Coba kita tanyakan kepada yang menolak ini, itu dan segala sesuatunya. Sudahkah memahami sepenuhnya tentang isi apa yang di tolak. Tentang baik buruknya yang di perjuangkan. Bagi kita saat ini dan jangan lupa bagi penerus atau generasi setelah kita nanti. Cobalah sedikit saja kita asah; kemauan membaca, kemauan menelaah, kemauan mempertimbangkan, kemauan bertanggung jawab dan lainnya. Barulah boleh kita meluapkan nafsu beraksi.
Nafsu aksi, sudah berapi api. Apa isi, sudah tak banyak yang peduli. Orasi dianggap kitab suci. Sementara kitab suci dianggap fiksi. Sungguh miris, namun ini terjadi. Sampai kapankah kita akan begini.
Muda mudi generasi terkini. Yang sedang menempuh pendidikan, semoga nanti lulus tak
bingungmencari pekerjaan. Itu yang kita harapkan. Mahasiswa dan mahasiswi adalah
harapan kita semua untuk kemajuan bangsa. Mereka adik atau anak anak kita, semoga banyak diajak kepada kemauan untuk sadar diri. Bukan cuma dibanggakan karena aksi demonstrasi.
Tulisan ini tentunya akan banyak yang tidak suka. Karena yang jadi trendi sekarang adalah
demonstrasi. Yang mengajak mengutamakan diskusi untuk memahami isi, daripada
demonstrasi, sudah pasti banyak yang benci.
Tapi biarlah, ts menjadi orang yang sedikit. Orang yang akan dibenci penggemar demonstrasi. Namun, cobalah sedikit saja kita sadar diri dan mencoba untuk berusaha saling memahami.
+ + + + +
TUGAS LATIHAN:
- 1) Tentukan apakah setiap pernyataan berikut sesuai dengan kutipan tentang demonstrasi. Jawab ya atau tidak, lalu kutip kata-kata penentunya persis dari kutipan.
(a) Penulis menyatakan bahwa orasi diperlakukan seperti kitab suci.
(b) Penulis memperkirakan tulisannya akan disukai banyak orang.
(c) Mahasiswa dan mahasiswi disebut sebagai harapan bagi kemajuan bangsa.
- 2) Jawablah pertanyaan berikut berdasarkan kutipan tentang demonstrasi.
(a) Apa yang dianggap fiksi?
(b) Apa yang menjadi tren sekarang?
(c) Oleh siapa "orang yang sedikit" itu akan dibenci?
Data berikut tidak berhubungan dengan kutipan tentang demonstrasi.

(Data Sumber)
+ + + + +
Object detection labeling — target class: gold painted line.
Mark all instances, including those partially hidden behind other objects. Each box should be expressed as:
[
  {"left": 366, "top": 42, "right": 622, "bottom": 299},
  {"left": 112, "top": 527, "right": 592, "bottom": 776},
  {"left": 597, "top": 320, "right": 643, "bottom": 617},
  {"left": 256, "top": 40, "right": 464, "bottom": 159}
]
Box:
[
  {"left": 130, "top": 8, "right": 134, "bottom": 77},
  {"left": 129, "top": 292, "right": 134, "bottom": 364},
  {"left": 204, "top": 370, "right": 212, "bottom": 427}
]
+ + + + +
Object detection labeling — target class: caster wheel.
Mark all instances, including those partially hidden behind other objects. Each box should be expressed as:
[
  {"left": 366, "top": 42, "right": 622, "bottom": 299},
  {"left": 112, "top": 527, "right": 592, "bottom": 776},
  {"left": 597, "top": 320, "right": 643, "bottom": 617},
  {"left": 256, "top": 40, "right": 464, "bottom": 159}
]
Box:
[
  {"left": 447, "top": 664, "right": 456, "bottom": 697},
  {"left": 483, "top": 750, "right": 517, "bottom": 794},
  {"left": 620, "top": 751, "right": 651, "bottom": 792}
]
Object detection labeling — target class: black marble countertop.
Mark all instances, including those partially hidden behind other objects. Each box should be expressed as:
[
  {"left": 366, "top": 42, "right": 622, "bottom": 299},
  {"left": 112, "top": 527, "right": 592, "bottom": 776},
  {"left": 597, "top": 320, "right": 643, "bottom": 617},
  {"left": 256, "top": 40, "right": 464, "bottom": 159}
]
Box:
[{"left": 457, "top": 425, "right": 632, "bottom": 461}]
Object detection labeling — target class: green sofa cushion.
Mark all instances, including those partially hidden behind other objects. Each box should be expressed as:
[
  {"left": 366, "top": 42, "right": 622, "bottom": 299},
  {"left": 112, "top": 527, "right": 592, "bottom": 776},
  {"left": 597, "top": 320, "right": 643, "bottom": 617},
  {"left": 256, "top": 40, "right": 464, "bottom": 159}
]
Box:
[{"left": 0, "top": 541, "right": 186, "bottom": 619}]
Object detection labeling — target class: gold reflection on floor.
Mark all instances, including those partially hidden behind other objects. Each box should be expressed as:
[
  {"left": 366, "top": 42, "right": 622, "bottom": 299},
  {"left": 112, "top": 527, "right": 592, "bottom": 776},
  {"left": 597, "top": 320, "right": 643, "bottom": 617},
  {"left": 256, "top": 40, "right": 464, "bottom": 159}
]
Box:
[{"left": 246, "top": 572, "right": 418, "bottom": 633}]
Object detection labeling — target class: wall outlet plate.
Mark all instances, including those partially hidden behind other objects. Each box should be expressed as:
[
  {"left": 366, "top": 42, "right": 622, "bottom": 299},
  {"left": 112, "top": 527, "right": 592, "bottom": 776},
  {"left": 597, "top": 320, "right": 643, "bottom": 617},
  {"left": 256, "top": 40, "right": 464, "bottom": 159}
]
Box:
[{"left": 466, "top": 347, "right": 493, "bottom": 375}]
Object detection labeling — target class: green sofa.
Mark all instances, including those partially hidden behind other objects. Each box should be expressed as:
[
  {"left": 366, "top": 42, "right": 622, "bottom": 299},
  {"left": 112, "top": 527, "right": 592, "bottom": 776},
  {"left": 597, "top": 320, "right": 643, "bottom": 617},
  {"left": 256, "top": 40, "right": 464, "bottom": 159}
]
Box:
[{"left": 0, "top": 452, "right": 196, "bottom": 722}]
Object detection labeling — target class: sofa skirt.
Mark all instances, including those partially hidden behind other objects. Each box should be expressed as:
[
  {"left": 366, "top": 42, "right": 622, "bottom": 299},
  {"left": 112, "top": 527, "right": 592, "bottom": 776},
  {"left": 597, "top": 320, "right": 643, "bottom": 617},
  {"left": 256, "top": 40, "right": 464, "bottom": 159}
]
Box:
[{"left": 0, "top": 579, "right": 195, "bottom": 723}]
+ + + + +
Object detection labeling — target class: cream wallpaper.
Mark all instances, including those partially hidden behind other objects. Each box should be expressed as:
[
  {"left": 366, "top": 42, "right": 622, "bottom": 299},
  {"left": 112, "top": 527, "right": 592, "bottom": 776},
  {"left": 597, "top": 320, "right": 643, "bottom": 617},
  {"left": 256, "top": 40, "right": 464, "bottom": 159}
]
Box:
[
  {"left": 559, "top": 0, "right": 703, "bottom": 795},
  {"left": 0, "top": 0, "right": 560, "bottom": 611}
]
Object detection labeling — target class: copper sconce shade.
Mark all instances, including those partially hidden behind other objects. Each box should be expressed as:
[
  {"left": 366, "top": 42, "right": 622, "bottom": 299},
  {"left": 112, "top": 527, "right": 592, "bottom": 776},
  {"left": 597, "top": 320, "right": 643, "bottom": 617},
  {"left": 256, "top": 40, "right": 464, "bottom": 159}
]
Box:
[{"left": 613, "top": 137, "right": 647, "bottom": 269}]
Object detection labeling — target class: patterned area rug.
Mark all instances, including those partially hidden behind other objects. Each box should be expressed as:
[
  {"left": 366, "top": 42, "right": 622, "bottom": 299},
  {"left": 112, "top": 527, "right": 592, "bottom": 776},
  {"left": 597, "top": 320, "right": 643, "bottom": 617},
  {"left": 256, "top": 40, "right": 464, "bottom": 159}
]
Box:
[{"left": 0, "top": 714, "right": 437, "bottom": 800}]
+ + + + +
KUNCI JAWABAN:
- 1)
(a) Ya: "Orasi dianggap kitab suci."
(b) Tidak: "Tulisan ini tentunya akan banyak yang tidak suka."
(c) Ya: "Mahasiswa dan mahasiswi adalah harapan kita semua untuk kemajuan bangsa."

- 2)
(a) Kitab suci.
(b) Demonstrasi.
(c) Oleh penggemar demonstrasi.